§ To be done: Show every line in the rows below that contains the word "dessert".

§ Input records:

· · · ·

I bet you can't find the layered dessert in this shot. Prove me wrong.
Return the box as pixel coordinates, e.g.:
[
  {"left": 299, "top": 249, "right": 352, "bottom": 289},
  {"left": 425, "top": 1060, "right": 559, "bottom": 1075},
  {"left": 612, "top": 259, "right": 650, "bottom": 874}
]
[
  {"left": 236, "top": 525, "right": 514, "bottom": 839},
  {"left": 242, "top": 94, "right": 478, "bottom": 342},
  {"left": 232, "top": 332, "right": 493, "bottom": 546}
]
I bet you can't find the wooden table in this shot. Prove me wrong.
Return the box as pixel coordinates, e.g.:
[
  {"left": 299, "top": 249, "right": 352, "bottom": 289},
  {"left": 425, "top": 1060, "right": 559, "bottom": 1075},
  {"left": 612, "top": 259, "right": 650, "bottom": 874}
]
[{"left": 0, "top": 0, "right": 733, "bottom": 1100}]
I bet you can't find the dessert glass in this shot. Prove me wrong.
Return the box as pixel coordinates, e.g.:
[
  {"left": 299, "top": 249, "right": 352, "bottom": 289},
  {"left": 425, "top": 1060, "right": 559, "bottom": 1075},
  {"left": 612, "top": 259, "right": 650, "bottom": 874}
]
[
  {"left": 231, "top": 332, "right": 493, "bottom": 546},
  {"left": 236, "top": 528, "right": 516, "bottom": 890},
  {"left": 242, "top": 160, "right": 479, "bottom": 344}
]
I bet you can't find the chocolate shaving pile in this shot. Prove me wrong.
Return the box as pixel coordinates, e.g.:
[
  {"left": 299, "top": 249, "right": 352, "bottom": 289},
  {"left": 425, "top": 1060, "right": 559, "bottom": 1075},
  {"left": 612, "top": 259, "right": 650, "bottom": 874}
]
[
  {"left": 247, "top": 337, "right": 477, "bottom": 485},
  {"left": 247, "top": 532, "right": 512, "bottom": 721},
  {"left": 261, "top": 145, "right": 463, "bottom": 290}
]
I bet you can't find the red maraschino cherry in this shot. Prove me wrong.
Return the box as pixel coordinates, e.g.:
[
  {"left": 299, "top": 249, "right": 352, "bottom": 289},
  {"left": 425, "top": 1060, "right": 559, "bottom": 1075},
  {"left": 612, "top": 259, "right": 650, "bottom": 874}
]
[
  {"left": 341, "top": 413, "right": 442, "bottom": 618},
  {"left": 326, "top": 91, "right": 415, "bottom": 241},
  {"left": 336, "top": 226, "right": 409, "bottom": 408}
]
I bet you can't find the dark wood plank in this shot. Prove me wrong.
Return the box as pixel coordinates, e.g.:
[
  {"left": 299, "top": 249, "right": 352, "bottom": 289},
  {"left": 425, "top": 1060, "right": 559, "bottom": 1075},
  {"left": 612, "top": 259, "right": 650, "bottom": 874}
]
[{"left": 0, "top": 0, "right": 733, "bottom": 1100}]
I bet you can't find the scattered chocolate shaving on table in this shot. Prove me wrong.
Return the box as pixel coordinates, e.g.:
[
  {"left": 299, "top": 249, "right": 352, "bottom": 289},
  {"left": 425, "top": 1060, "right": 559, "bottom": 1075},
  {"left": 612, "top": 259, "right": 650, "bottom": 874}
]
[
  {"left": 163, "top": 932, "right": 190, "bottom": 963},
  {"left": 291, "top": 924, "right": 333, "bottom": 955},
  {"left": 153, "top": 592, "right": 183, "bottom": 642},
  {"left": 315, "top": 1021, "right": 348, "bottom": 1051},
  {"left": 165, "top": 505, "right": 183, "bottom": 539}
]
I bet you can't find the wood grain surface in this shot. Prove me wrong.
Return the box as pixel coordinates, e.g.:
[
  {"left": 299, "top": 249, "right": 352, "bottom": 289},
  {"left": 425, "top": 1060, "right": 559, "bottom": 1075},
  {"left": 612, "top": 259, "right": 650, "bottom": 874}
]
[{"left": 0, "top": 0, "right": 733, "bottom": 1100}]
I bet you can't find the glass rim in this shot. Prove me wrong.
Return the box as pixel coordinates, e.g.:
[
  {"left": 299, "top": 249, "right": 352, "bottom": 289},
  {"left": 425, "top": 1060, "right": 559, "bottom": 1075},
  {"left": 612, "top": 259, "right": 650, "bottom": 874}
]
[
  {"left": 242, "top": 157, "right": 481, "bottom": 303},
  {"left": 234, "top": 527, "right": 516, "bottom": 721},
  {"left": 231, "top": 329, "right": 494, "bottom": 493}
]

· · · ·

§ Full solution:
I bet you can't find the layered dessert in this shot. Prove me wrong.
I bet you can't find the dessert glass in this shot. Prove me wrong.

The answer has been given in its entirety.